### Extracted data ###

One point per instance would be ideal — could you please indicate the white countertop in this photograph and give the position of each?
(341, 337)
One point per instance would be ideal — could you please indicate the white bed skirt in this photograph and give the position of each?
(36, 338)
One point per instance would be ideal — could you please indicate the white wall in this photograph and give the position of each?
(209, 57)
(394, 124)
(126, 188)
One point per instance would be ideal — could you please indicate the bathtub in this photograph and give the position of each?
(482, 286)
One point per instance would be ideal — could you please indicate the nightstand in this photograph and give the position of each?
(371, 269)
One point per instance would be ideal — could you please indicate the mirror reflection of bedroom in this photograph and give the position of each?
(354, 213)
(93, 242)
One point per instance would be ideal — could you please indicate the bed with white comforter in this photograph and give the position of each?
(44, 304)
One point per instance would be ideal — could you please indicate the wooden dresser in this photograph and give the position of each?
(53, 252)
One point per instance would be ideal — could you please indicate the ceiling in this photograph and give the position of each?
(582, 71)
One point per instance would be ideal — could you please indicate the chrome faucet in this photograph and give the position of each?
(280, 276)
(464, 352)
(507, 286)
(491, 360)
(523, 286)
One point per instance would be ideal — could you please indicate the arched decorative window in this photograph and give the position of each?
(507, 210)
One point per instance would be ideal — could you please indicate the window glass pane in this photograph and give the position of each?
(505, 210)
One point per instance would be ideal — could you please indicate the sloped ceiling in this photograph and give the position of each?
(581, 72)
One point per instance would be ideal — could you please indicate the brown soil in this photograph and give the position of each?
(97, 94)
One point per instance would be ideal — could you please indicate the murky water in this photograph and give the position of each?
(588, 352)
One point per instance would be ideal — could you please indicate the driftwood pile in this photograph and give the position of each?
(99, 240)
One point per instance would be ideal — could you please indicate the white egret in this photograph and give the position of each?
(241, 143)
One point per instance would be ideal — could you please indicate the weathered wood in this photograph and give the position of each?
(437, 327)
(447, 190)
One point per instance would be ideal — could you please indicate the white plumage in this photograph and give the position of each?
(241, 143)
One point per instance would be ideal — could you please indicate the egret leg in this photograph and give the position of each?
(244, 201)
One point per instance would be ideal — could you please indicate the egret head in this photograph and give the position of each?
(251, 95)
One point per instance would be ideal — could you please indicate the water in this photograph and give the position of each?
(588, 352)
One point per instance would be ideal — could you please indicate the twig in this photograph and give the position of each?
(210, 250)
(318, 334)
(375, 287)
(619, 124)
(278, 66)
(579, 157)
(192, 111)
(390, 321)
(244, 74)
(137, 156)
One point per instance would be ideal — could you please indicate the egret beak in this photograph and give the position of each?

###

### Work order
What is needed is an exact transcription of every record above.

### Problem solution
One point per instance would be ideal — could you please indicate the white countertop in this photograph and give the position of each?
(341, 337)
One point per instance would be ideal — could you please indicate the white bed skirt in this photograph and give the position of each?
(36, 338)
One point per instance would be ideal — could you please indicate the white wall in this photograph and give the position of each?
(209, 57)
(394, 124)
(126, 188)
One point per instance would be ideal — could you please indicate the bathtub in this photograph and give the position of each?
(482, 286)
One point per instance would be ideal — could you please indicate the nightstand in this photograph and give the position of each?
(371, 269)
One point per instance would be ideal — could you please indicate the mirror reflection of bedroom in this photograph and give the position of each?
(354, 213)
(93, 242)
One point per instance would be ideal — could you please indicate the bed with white comforter in this photograph and give the position of each?
(44, 304)
One point per instance would be ideal — could you please indicate the wooden dresser in this photograph and give the position of each?
(53, 252)
One point per instance would be ideal — could you please indicate the ceiling in this photograph and give the position of each?
(582, 71)
One point per instance would be ideal — could you please indicate the chrome faucet in this photograph and give the position of each?
(280, 276)
(464, 352)
(507, 286)
(491, 360)
(523, 286)
One point per instance would be ideal — could you please indicate the arched decorative window in this photograph and give the position of each?
(507, 210)
One point per instance would be ideal — could you please indicate the window glass pane in this photograph and give the position of each?
(505, 210)
One point per instance would be ideal — could you please indicate the sloped ceiling in this photograph and give the position of each?
(581, 72)
One point per instance would be ideal — could you please indicate the brown soil in this photograph and give the position of each?
(97, 94)
One point per instance would be ideal — could you please indicate the murky water in this photograph and give the position of each?
(588, 352)
One point per instance would be ideal — could you please indicate the driftwood pile in this photograph and give the position of each?
(99, 240)
One point per instance would be ideal — could you please indicate the white egret in this photograph and give the position of each?
(241, 143)
One point per instance would be ideal — could you please indicate the weathered wood in this photograph and give the position of each?
(437, 327)
(447, 190)
One point per instance would be ideal — could you please indicate the white plumage in this photograph and give the position of each?
(241, 143)
One point per instance would be ideal — could you please indicate the egret leg in this photograph and give the position of each?
(244, 201)
One point per instance would be ideal — could you please indicate the egret head in this photograph and give the position of each?
(251, 95)
One point per instance would be ideal — could you please indicate the water in this photograph and give the position of each?
(588, 352)
One point per instance would be ideal — could you please indicate the twig in this photograph and give the position of each?
(210, 250)
(318, 334)
(375, 287)
(619, 124)
(278, 66)
(579, 157)
(192, 111)
(390, 321)
(244, 74)
(137, 156)
One point per instance would be ideal — could you please indicate the egret beak in this photograph and give the position of each?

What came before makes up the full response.